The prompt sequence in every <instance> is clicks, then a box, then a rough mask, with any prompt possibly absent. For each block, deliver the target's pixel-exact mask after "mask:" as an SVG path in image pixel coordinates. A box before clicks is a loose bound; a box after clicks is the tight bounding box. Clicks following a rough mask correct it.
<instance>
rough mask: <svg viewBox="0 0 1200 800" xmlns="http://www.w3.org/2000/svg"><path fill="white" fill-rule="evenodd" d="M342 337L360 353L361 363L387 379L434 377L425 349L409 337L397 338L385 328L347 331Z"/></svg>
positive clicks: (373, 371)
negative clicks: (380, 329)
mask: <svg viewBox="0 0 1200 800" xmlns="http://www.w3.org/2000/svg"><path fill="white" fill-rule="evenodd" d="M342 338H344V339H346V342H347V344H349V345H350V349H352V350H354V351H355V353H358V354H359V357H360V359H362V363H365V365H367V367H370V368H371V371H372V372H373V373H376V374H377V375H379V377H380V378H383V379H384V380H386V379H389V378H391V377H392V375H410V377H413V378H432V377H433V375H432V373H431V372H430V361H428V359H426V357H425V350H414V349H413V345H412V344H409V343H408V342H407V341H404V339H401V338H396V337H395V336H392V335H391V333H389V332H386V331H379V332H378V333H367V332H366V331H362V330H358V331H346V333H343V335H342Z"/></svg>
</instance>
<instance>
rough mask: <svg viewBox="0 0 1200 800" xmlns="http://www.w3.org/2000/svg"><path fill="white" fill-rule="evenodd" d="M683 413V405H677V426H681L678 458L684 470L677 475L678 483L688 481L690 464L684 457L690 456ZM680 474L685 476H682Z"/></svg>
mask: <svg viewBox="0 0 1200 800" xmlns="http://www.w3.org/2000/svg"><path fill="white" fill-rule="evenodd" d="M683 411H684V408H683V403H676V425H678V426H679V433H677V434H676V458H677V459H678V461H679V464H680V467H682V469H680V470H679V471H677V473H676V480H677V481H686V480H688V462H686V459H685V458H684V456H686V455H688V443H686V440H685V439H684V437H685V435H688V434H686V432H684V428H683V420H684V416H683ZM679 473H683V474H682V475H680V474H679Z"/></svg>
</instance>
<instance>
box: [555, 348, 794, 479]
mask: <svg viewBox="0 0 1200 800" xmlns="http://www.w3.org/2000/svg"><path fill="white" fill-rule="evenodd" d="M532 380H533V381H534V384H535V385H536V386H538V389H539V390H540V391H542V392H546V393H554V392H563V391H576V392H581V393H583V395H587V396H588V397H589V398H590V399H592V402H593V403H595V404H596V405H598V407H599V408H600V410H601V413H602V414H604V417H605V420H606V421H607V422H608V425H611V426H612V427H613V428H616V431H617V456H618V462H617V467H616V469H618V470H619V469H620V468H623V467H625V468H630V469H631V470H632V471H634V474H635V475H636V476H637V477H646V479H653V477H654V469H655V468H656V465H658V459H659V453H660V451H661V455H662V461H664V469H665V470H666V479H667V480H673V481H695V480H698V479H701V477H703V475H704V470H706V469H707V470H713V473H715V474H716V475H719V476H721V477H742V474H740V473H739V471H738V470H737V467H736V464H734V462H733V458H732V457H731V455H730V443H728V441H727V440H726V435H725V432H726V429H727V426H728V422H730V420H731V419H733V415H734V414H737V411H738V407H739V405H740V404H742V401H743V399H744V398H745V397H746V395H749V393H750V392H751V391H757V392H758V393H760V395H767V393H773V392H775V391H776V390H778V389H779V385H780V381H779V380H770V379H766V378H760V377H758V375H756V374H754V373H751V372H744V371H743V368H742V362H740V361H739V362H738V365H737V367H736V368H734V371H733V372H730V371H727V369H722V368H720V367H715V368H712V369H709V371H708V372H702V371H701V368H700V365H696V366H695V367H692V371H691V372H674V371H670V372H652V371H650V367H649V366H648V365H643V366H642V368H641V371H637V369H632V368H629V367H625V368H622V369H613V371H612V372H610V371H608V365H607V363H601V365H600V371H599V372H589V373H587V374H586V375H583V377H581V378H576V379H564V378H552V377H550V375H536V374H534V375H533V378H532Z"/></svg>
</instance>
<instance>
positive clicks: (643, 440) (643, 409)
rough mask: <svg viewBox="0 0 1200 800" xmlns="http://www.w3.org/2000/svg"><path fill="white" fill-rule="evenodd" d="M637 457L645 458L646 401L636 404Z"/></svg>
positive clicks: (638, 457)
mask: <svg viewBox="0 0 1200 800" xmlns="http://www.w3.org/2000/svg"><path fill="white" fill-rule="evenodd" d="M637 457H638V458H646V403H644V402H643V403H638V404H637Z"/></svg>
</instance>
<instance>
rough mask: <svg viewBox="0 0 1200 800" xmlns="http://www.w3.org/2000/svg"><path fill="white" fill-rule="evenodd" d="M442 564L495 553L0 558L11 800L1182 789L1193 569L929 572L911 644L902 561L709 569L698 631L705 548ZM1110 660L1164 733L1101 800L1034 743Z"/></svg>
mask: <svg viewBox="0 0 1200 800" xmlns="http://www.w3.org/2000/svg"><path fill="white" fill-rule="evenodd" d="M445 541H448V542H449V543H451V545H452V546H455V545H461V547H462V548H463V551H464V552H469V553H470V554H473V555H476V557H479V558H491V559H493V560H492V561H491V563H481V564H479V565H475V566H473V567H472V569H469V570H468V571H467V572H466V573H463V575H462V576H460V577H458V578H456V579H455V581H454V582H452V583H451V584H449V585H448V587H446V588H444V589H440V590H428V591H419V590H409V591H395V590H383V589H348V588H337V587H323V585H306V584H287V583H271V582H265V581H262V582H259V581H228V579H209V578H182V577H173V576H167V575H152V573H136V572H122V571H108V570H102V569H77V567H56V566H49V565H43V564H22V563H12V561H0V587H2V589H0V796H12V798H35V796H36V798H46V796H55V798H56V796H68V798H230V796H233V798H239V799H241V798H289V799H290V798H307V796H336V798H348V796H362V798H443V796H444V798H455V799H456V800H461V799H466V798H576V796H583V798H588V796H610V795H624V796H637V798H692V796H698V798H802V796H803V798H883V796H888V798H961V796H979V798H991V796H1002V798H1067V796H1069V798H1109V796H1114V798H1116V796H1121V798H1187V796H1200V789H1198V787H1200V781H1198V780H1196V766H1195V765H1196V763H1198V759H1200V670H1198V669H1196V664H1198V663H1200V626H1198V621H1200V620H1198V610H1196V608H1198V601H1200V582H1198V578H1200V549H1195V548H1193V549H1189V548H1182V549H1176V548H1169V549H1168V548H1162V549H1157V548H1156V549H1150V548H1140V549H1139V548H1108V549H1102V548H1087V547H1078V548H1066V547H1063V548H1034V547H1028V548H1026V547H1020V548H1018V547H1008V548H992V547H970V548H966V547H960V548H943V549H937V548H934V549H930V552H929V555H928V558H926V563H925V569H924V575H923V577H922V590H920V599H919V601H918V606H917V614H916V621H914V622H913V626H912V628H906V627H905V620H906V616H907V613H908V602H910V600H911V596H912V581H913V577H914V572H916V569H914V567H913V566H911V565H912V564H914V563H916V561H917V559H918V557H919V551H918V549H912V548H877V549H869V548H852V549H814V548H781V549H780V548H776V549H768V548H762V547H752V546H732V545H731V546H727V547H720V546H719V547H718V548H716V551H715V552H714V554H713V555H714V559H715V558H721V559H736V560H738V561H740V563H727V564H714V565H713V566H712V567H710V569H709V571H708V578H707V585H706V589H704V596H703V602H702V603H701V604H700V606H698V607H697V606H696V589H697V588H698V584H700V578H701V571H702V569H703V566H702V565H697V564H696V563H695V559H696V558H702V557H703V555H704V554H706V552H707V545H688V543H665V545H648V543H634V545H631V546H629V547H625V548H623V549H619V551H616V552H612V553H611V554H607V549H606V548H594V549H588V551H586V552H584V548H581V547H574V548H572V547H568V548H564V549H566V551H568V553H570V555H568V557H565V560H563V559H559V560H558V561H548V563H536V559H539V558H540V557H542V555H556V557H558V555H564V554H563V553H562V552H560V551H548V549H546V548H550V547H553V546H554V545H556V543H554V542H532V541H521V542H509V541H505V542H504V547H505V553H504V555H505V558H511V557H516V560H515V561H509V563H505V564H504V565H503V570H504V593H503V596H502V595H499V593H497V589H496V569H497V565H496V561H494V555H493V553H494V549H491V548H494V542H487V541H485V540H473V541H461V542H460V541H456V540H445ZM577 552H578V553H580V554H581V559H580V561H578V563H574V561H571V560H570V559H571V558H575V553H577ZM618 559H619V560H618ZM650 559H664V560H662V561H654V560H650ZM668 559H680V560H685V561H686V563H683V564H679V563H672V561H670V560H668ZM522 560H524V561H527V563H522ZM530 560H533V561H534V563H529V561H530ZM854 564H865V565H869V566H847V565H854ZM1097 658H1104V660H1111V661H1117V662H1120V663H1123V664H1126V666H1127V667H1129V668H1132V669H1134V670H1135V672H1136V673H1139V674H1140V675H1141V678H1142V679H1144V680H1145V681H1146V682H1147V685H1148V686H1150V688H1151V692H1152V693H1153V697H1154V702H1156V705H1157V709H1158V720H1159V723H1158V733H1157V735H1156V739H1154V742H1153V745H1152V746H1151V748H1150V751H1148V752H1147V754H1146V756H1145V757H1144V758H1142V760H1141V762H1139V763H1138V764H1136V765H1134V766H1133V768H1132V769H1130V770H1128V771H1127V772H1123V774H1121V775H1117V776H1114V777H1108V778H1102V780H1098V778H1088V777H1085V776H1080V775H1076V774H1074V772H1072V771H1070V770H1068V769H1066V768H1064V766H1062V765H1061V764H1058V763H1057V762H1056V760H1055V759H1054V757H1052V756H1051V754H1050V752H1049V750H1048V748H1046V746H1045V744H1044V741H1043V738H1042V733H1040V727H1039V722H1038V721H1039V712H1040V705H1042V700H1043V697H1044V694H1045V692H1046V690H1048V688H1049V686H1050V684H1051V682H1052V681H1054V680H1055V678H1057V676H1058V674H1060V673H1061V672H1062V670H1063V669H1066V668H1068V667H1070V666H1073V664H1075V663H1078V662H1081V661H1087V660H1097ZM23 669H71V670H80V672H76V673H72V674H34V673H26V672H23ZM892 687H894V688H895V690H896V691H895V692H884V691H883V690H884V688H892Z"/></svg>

Task details. The reply should hold only the lines from the first line of the listing above through the line with "positive clicks: (373, 371)", each copied exactly.

Your response.
The prompt sequence in every <instance> is clicks, then a box, then a rough mask, with any prompt possibly absent. For each block, deliver the target's pixel-exact mask after "mask:" as an SVG path in image pixel coordinates. A box before clicks is a loose bound; a box after clicks is the tight bounding box. Clicks following a rough mask correct it.
<instance>
rough mask: <svg viewBox="0 0 1200 800" xmlns="http://www.w3.org/2000/svg"><path fill="white" fill-rule="evenodd" d="M342 337L360 353L361 363L387 379L434 377L425 349L409 337L397 338L385 328L347 331Z"/></svg>
positive clicks: (373, 371)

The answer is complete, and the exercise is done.